* _Challenge_
Turn the data below into a numbered list, leaving out blank lines and the pictures.

## Begin

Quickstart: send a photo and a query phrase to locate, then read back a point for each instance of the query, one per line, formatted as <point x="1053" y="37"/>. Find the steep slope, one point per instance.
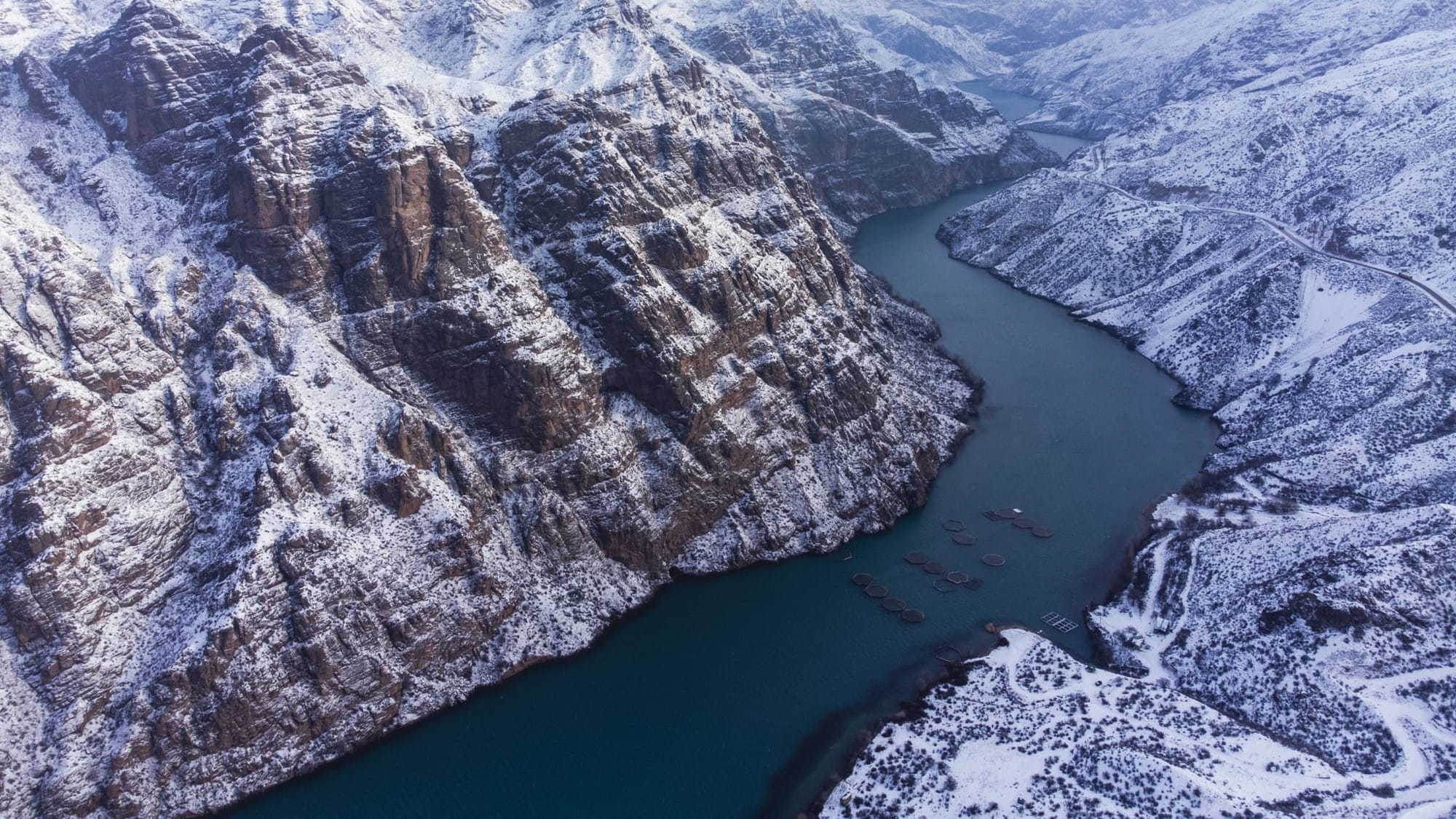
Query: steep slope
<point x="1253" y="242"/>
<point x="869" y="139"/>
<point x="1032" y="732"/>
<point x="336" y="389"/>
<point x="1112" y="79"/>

## End

* _Task answer_
1. Quickstart: send a photo and a query phrase to locate, then read back a point for each instance of the query, one per line, formatted as <point x="1053" y="37"/>. Find the steep slope, one point per instance.
2. Query: steep slope
3. <point x="1253" y="242"/>
4. <point x="869" y="139"/>
5. <point x="1032" y="732"/>
6. <point x="336" y="389"/>
7. <point x="1112" y="79"/>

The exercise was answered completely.